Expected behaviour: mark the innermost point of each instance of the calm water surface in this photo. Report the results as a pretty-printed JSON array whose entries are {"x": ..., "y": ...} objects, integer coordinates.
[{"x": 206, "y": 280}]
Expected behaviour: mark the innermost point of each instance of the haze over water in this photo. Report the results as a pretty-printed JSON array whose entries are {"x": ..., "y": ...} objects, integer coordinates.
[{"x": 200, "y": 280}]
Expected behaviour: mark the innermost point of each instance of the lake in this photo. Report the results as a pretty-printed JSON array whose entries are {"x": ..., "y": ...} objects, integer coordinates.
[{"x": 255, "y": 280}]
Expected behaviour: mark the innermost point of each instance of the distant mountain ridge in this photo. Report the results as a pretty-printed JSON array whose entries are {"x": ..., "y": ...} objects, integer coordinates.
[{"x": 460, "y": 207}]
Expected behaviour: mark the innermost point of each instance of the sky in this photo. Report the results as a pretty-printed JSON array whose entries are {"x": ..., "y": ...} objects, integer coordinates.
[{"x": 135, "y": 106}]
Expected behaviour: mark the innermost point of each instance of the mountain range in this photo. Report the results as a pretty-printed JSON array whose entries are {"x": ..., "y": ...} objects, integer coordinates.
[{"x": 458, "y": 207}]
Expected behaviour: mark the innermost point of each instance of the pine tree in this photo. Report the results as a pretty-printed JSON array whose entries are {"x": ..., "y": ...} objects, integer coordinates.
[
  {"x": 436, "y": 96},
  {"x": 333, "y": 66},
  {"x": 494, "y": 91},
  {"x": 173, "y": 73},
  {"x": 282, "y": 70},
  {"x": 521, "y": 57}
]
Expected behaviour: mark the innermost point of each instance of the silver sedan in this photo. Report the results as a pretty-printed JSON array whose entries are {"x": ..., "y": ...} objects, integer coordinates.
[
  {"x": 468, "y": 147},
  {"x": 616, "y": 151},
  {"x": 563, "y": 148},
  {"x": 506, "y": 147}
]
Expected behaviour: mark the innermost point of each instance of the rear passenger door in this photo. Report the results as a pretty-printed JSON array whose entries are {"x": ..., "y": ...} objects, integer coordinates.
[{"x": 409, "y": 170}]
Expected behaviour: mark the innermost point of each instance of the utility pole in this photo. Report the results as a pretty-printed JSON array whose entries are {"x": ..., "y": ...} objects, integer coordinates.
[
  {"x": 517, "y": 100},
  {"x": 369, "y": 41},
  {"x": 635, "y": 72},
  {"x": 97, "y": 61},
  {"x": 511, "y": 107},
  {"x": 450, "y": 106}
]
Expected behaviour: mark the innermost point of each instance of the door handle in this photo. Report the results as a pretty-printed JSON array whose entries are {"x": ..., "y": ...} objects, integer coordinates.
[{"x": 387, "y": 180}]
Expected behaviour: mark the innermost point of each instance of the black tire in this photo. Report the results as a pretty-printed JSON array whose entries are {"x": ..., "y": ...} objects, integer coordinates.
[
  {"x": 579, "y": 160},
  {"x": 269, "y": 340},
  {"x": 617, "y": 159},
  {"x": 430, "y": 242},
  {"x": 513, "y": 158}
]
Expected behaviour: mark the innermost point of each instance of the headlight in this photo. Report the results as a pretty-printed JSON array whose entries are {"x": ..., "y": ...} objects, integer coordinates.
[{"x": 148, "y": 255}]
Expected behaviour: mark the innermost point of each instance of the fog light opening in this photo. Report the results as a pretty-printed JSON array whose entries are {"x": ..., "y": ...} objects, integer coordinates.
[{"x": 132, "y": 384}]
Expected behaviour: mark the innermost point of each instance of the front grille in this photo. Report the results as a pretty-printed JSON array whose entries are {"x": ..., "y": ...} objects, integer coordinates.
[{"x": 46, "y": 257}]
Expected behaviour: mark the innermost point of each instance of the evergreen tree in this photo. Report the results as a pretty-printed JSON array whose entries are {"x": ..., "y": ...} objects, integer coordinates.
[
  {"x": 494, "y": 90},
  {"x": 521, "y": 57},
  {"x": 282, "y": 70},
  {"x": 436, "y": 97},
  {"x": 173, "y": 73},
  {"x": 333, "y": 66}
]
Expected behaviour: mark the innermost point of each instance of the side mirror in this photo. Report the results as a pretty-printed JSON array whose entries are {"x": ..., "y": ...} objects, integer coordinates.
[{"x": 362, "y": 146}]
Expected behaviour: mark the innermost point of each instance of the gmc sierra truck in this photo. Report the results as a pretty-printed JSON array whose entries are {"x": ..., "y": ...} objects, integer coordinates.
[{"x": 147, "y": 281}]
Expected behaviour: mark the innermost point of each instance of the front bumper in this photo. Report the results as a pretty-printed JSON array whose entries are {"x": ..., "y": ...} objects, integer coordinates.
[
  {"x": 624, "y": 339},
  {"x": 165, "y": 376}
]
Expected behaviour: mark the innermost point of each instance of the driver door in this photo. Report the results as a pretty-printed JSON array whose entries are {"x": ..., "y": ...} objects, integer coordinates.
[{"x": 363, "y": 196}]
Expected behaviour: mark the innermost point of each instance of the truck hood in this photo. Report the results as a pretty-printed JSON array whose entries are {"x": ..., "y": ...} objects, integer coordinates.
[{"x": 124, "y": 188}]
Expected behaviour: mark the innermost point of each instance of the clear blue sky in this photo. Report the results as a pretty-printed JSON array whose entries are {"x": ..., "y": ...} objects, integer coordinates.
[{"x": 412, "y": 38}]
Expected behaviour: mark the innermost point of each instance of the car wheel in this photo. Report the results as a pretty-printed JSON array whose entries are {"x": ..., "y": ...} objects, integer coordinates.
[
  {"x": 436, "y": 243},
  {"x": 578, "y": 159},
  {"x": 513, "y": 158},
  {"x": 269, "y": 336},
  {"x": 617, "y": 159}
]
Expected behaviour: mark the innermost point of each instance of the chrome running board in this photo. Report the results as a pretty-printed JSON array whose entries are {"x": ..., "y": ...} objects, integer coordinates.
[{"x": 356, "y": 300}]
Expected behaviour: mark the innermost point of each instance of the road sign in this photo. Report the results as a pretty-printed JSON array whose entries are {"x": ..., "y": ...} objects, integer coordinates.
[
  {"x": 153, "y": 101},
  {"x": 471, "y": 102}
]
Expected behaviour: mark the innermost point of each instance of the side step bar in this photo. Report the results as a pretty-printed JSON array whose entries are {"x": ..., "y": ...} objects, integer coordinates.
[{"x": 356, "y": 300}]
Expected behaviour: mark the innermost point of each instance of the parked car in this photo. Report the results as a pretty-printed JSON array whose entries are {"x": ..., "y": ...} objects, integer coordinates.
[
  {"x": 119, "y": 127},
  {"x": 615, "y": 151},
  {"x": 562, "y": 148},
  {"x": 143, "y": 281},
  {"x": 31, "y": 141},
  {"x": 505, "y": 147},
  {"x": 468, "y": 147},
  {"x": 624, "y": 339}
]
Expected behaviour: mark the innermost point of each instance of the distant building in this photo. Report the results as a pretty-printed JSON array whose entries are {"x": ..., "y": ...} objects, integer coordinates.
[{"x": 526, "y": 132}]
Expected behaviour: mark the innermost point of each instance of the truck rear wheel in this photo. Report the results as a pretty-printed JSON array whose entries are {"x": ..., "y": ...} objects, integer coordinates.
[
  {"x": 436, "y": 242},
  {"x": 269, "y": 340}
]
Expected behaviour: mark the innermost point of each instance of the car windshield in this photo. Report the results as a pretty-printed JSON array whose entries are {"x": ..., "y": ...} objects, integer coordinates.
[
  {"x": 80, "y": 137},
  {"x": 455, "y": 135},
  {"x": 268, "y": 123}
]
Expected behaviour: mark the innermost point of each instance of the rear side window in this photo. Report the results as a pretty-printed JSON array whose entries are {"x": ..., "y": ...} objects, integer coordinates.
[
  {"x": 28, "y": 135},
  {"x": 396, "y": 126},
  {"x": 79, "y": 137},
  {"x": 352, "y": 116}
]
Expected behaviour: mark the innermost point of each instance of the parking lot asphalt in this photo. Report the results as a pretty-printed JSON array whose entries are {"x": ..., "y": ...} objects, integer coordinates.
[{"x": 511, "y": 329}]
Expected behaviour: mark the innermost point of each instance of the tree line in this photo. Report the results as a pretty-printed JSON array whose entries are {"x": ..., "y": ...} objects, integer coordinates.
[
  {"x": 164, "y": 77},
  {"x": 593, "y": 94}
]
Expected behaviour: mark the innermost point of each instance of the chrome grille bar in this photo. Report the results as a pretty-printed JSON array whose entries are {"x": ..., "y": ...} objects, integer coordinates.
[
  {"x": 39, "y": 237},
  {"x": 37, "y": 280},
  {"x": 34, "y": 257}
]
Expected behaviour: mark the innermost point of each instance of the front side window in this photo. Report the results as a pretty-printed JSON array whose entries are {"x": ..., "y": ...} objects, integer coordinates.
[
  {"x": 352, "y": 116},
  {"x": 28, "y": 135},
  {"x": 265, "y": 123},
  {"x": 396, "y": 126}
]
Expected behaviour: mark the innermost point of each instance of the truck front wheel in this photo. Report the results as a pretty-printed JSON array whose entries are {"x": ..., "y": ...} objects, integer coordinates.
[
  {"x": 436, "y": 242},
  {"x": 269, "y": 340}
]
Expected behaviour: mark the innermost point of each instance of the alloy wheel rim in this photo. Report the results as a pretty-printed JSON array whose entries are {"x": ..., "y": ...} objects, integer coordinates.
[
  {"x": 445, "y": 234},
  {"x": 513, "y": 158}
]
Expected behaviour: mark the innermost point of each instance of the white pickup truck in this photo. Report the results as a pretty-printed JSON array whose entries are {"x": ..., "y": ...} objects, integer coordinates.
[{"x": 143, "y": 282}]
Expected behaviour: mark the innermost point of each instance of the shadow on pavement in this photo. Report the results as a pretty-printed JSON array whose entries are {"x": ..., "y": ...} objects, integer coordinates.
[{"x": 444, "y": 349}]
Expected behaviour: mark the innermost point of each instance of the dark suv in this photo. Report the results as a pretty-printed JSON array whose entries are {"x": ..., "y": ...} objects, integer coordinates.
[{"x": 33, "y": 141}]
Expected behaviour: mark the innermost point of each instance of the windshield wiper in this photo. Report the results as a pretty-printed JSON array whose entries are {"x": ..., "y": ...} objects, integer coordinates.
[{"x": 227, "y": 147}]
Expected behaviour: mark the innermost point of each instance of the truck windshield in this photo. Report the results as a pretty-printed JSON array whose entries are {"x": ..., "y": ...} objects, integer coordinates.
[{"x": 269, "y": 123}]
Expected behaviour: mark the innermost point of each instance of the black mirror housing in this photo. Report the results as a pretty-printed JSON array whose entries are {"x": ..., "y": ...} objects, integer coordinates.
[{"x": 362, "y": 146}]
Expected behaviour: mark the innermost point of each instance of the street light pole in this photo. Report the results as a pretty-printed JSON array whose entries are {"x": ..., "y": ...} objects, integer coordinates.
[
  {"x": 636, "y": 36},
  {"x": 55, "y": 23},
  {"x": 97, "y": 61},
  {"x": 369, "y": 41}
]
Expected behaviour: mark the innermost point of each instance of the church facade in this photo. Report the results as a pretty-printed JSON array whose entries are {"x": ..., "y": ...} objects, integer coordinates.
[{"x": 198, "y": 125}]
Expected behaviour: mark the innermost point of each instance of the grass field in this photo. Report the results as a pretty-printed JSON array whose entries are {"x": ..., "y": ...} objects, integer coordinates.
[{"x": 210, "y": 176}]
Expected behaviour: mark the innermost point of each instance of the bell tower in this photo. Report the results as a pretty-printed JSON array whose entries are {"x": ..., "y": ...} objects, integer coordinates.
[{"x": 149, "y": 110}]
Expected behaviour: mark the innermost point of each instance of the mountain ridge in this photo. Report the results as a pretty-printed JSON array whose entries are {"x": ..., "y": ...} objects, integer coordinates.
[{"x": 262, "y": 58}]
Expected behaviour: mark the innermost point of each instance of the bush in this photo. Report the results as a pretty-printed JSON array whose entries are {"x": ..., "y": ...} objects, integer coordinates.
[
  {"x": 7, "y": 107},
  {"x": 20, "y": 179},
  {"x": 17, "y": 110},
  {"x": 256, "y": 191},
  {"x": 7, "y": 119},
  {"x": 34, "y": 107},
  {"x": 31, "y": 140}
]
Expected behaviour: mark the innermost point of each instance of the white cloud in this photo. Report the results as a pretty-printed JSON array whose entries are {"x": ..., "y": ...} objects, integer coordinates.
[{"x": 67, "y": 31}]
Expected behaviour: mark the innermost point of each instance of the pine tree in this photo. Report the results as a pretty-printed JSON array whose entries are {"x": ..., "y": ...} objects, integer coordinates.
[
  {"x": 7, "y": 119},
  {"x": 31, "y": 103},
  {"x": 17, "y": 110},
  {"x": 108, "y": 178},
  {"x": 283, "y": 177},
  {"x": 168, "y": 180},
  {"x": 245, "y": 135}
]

==*==

§ Given request:
Using the material above, extract the line that contains "of the church" and every line after it, exactly as given; stop at the last line.

§ Task output:
Expected behaviour: mark the innermost point of each instance of the church facade in this photo. Report the results as a pretty-printed JSON array whose entries are {"x": ..., "y": ...} objects, integer coordinates.
[{"x": 198, "y": 125}]
Expected behaviour: mark the innermost point of each instance of the grass field in this photo. Report the results as a pretty-printed JSON array whose entries are {"x": ..., "y": ...} objects, integer coordinates.
[{"x": 210, "y": 176}]
Expected behaviour: mark the innermost point of each instance of the bell tower in this photo. Report the results as a pretty-printed JSON array whose entries are {"x": ..., "y": ...} objects, integer coordinates.
[{"x": 149, "y": 110}]
Expected behaviour: mark the innermost point of each instance of the mountain ridge in this photo. Report the results as a pretty-printed JSON array whose entries are {"x": ..., "y": ...} objects, integer coordinates.
[{"x": 262, "y": 58}]
Expected behaviour: mark the innermost point of each instance of the bush in this photo. Report the results as a pretty-printed JSON array whose entries are {"x": ..., "y": ...} objects, integer coordinates.
[
  {"x": 7, "y": 107},
  {"x": 20, "y": 179},
  {"x": 17, "y": 110},
  {"x": 256, "y": 191},
  {"x": 7, "y": 119},
  {"x": 34, "y": 107},
  {"x": 31, "y": 140}
]
Expected behaviour: mark the innermost point of each instance of the white cloud in this photo. Report the results as a pretty-printed JSON array whose entries are {"x": ..., "y": ...} objects, integer coordinates.
[{"x": 67, "y": 31}]
Expected behaviour: mark the innermost point of each instance of the pine tree in this photo. Report the results as a pretty-printed JSON array whose entries are {"x": ..., "y": ...} objects, integer coordinates.
[
  {"x": 7, "y": 119},
  {"x": 31, "y": 103},
  {"x": 17, "y": 110},
  {"x": 108, "y": 178},
  {"x": 283, "y": 177},
  {"x": 168, "y": 180},
  {"x": 245, "y": 135}
]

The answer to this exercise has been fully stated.